Rescale the part of the items that opens with the line containing "Subject = tortoise head" and closes at the end of the items. Write out every line of that part, requests included, with each bounding-box coordinate in the answers multiplied by 1.7 and rounded to a whole number, halves up.
-- START --
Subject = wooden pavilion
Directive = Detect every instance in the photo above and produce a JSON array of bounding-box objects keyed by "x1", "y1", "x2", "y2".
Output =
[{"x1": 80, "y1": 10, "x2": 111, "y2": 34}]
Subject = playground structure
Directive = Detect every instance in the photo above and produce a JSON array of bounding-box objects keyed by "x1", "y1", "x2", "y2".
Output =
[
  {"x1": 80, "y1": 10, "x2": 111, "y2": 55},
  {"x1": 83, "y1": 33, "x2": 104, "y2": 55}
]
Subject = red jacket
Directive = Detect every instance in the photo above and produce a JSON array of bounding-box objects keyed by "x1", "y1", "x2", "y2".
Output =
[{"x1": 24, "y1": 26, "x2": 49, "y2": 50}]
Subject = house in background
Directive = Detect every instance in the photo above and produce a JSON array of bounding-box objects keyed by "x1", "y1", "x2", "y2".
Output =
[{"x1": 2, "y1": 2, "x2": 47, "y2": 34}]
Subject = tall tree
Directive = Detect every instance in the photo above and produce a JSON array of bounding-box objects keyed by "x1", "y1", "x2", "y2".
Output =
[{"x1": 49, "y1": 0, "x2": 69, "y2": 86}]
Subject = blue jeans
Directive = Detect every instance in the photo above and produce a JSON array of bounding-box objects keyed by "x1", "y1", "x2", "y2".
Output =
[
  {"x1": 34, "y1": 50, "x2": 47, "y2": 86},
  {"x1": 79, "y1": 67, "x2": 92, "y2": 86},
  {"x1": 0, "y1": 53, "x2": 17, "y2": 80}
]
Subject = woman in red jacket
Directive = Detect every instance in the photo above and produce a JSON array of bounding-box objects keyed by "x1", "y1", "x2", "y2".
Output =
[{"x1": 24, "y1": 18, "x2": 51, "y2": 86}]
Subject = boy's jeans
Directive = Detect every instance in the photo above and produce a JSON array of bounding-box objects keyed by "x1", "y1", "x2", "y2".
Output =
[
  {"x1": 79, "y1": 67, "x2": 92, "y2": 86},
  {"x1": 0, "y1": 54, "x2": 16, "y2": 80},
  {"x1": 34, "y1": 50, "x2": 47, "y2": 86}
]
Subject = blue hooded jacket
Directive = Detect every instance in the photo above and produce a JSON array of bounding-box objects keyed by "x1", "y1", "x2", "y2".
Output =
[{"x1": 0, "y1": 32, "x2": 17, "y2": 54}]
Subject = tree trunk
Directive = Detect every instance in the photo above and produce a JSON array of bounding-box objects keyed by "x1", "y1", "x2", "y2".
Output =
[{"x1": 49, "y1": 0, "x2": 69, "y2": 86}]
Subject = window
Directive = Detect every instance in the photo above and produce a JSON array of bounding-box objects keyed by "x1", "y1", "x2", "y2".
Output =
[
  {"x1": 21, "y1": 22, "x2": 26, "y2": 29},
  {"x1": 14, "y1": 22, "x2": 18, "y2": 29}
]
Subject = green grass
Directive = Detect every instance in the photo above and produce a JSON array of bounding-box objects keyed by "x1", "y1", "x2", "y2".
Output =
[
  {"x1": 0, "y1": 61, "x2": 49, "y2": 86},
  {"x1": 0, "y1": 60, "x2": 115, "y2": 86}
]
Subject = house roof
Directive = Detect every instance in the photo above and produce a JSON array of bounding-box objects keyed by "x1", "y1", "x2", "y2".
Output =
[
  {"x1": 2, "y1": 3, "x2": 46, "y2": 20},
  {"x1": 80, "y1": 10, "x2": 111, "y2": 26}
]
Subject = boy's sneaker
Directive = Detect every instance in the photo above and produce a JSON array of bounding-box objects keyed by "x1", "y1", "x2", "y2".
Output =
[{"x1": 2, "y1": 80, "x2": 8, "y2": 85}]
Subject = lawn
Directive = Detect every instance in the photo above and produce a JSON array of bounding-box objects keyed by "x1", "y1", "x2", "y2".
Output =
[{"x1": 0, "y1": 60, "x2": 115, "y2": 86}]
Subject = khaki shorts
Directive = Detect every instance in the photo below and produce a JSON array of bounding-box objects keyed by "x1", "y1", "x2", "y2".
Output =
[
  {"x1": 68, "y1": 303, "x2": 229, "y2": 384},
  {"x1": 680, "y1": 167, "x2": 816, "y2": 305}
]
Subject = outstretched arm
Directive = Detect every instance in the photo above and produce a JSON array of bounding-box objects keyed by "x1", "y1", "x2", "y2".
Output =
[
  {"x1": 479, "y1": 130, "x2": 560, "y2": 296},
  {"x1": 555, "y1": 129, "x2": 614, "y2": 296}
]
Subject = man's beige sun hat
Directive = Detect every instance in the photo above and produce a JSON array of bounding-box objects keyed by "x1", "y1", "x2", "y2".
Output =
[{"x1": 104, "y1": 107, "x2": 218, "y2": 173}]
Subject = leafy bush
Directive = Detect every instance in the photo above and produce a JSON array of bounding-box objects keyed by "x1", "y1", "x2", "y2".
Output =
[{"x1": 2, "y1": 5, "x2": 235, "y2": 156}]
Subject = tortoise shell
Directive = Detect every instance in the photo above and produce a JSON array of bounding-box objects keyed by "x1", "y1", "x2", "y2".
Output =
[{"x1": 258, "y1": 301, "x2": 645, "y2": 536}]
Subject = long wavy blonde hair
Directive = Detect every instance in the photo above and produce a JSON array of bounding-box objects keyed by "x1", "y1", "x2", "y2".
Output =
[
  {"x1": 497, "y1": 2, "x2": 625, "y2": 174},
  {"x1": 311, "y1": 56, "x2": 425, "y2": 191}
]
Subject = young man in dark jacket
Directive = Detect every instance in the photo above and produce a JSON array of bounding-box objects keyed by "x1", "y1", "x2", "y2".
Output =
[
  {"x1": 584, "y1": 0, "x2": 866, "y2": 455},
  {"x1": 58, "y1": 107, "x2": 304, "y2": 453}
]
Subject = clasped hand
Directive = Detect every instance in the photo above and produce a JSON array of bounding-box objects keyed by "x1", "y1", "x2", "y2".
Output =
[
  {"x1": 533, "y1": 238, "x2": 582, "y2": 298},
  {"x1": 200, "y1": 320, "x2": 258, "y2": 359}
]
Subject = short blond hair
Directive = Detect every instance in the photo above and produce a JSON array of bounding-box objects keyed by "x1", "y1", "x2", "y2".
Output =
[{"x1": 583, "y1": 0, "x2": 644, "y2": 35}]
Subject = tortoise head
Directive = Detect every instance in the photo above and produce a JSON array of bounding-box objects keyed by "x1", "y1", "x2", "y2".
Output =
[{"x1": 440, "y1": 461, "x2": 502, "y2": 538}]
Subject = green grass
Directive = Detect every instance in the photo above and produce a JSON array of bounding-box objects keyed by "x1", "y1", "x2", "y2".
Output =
-- END --
> _Response to the exercise_
Subject = tortoise head
Directive = Detect every instance in the photo above and produce a JSON array of bounding-box objects keyed by "x1", "y1", "x2", "y2".
Output =
[{"x1": 748, "y1": 784, "x2": 853, "y2": 915}]
Subject = green grass
Directive = Detect every instance in the photo above and produce a JSON array of bounding-box objects keyed by "x1", "y1", "x2", "y2".
Output =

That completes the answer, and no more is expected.